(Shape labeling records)
# # # # # # #

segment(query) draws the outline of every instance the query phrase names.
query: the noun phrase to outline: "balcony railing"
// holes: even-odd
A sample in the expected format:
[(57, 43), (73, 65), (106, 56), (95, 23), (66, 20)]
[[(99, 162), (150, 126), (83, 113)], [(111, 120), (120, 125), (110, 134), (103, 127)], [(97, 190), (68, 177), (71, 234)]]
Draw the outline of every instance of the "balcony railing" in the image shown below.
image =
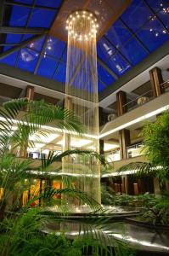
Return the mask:
[(149, 90), (145, 93), (140, 95), (139, 96), (136, 97), (134, 100), (132, 100), (127, 104), (124, 104), (123, 108), (126, 110), (126, 112), (129, 112), (141, 105), (147, 103), (152, 99), (154, 99), (153, 91), (152, 90)]
[(161, 84), (161, 90), (163, 93), (169, 91), (169, 80), (165, 81)]
[(120, 149), (104, 153), (104, 158), (109, 163), (119, 161), (121, 160)]
[(132, 158), (143, 154), (143, 144), (138, 143), (127, 148), (127, 158)]

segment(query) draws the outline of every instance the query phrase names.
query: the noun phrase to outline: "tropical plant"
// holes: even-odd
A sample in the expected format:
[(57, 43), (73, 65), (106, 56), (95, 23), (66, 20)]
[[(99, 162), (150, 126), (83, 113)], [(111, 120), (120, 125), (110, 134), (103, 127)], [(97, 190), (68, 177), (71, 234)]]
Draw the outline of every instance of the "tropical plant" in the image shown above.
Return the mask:
[[(71, 186), (60, 189), (54, 189), (48, 186), (42, 193), (32, 196), (25, 207), (20, 207), (20, 197), (25, 189), (23, 179), (29, 177), (29, 170), (32, 168), (32, 160), (18, 159), (14, 151), (18, 148), (25, 148), (28, 146), (29, 137), (37, 131), (42, 134), (41, 128), (51, 122), (53, 125), (55, 122), (55, 126), (59, 129), (65, 128), (69, 131), (74, 131), (81, 133), (82, 129), (78, 119), (65, 109), (48, 105), (43, 102), (28, 102), (26, 99), (19, 99), (5, 103), (4, 108), (0, 110), (0, 180), (1, 188), (3, 188), (4, 190), (0, 201), (1, 213), (3, 212), (0, 224), (1, 255), (86, 255), (87, 247), (90, 246), (93, 247), (91, 255), (98, 255), (99, 251), (100, 255), (106, 255), (107, 253), (103, 253), (108, 250), (104, 245), (105, 235), (104, 235), (104, 242), (103, 241), (101, 242), (100, 235), (98, 235), (97, 237), (92, 236), (89, 238), (88, 236), (86, 241), (79, 240), (71, 244), (63, 235), (61, 236), (44, 236), (40, 231), (42, 224), (44, 224), (52, 214), (48, 210), (48, 207), (55, 203), (54, 196), (57, 195), (76, 197), (89, 205), (94, 211), (100, 210), (99, 204), (86, 193), (75, 189)], [(48, 130), (47, 129), (47, 131)], [(105, 163), (103, 157), (89, 151), (66, 151), (58, 155), (50, 153), (47, 159), (42, 157), (42, 166), (37, 168), (37, 172), (41, 171), (47, 175), (49, 174), (50, 165), (71, 154), (78, 154), (89, 158), (95, 157), (103, 164)], [(9, 201), (11, 199), (12, 201)], [(31, 209), (32, 202), (39, 199), (42, 199), (43, 207), (47, 208), (42, 209), (37, 206), (35, 209)], [(12, 212), (8, 212), (4, 214), (5, 208), (12, 210)], [(16, 213), (14, 213), (14, 209), (18, 209)], [(60, 213), (55, 213), (56, 217), (59, 221), (60, 221), (60, 218), (63, 218), (62, 216), (60, 217)], [(88, 235), (89, 232), (87, 230), (86, 230)], [(96, 234), (94, 229), (92, 234), (93, 233)], [(119, 252), (122, 251), (119, 247), (118, 250)], [(118, 250), (115, 249), (115, 253), (111, 254), (127, 255), (119, 254)]]
[(159, 178), (161, 183), (169, 179), (169, 110), (148, 123), (142, 131), (143, 153), (147, 162), (133, 162), (121, 167), (118, 172), (137, 170), (138, 176), (149, 175)]

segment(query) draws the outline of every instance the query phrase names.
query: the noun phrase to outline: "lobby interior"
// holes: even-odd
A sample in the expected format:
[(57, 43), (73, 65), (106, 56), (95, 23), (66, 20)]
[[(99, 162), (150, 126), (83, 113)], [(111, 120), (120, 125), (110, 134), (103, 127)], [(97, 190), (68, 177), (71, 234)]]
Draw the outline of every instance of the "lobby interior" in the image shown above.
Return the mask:
[[(70, 189), (82, 190), (100, 206), (120, 207), (115, 210), (116, 215), (123, 214), (124, 211), (127, 217), (120, 219), (123, 224), (126, 222), (127, 238), (123, 235), (118, 236), (122, 234), (122, 228), (112, 226), (113, 239), (127, 242), (128, 250), (136, 249), (137, 255), (166, 255), (169, 253), (169, 223), (166, 219), (169, 217), (169, 205), (166, 207), (166, 204), (163, 213), (161, 212), (166, 218), (161, 217), (159, 223), (149, 220), (152, 216), (138, 216), (143, 215), (145, 209), (151, 211), (149, 202), (152, 203), (152, 209), (156, 209), (159, 198), (167, 201), (169, 196), (168, 158), (166, 158), (166, 164), (165, 160), (158, 163), (152, 160), (149, 152), (150, 138), (148, 138), (148, 133), (150, 134), (148, 127), (160, 124), (167, 126), (164, 141), (166, 139), (166, 146), (169, 143), (169, 1), (1, 0), (1, 137), (3, 138), (6, 124), (11, 118), (10, 112), (5, 116), (5, 106), (22, 99), (26, 100), (28, 106), (35, 102), (45, 102), (60, 111), (66, 108), (77, 116), (83, 131), (82, 134), (79, 133), (70, 121), (68, 125), (71, 131), (65, 125), (60, 128), (54, 121), (47, 125), (42, 122), (38, 124), (39, 129), (36, 126), (35, 132), (27, 136), (24, 142), (26, 146), (20, 145), (14, 149), (15, 141), (11, 139), (8, 143), (8, 154), (12, 154), (21, 161), (31, 161), (27, 177), (21, 177), (26, 185), (18, 195), (18, 211), (25, 207), (46, 209), (42, 195), (48, 188), (59, 190), (54, 195), (55, 200), (66, 201), (61, 194), (70, 183)], [(28, 108), (24, 107), (11, 119), (13, 125), (6, 134), (9, 141), (14, 137), (23, 117), (23, 126), (31, 125), (24, 119), (30, 111)], [(11, 109), (14, 111), (14, 107)], [(8, 108), (6, 110), (9, 111)], [(153, 129), (152, 126), (152, 132), (155, 128)], [(4, 139), (1, 139), (1, 144), (3, 143)], [(70, 156), (53, 160), (52, 166), (45, 171), (44, 166), (43, 169), (39, 168), (42, 159), (48, 159), (50, 154), (53, 157), (58, 156), (69, 150), (75, 152)], [(81, 151), (84, 154), (87, 151), (87, 156), (79, 156)], [(3, 159), (4, 152), (2, 152)], [(88, 159), (91, 157), (88, 154), (95, 156), (95, 154), (97, 159)], [(100, 158), (104, 165), (99, 163)], [(156, 159), (159, 158), (156, 154)], [(3, 160), (0, 165), (1, 203), (8, 188), (4, 187), (3, 174), (6, 166), (3, 166)], [(165, 171), (159, 175), (161, 169)], [(65, 181), (65, 177), (69, 182)], [(37, 196), (34, 201), (32, 195)], [(16, 195), (10, 196), (13, 204), (16, 203)], [(75, 215), (82, 215), (82, 199), (71, 200), (70, 195), (67, 196), (70, 205), (68, 212), (76, 211)], [(154, 206), (155, 201), (156, 205)], [(7, 216), (13, 212), (9, 204), (11, 207), (12, 203), (8, 201), (4, 211)], [(89, 205), (91, 207), (91, 203)], [(123, 207), (131, 207), (131, 210), (125, 208), (121, 212)], [(159, 207), (161, 210), (162, 207)], [(116, 219), (119, 221), (118, 218), (115, 221), (114, 217), (108, 215), (105, 215), (108, 225)], [(126, 218), (130, 220), (126, 221)], [(140, 224), (145, 219), (145, 226)], [(53, 233), (56, 229), (50, 224), (45, 232)], [(69, 229), (70, 234), (77, 232), (81, 227), (72, 224)], [(135, 229), (140, 231), (138, 240), (134, 238)], [(98, 236), (97, 239), (99, 240)], [(111, 246), (114, 251), (110, 252)], [(99, 249), (96, 254), (90, 254), (90, 252), (87, 255), (129, 255), (128, 252), (115, 254), (115, 247), (111, 241), (108, 254), (101, 254)], [(22, 255), (20, 253), (17, 255)], [(4, 252), (2, 255), (14, 254)], [(34, 252), (30, 255), (43, 254)], [(52, 255), (65, 254), (54, 253)]]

# # # # # # #

● **PROBLEM DETAILS**
How many lines of the listing above contain the word "noun"? Case matters, and the reply should be the number alone.

● **FINAL RESULT**
3